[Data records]
————
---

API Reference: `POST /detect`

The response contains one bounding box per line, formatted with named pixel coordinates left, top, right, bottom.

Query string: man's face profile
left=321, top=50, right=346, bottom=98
————
● **What the exercise asks**
Rewrite the entries above, switching "Query string" to "Search text" and keeping everything else the same.

● **Finished task**
---

API Reference: `POST /detect`

The response contains one bounding box per line, formatted with named pixel coordinates left, top, right, bottom.

Search text: man's face profile
left=321, top=50, right=346, bottom=98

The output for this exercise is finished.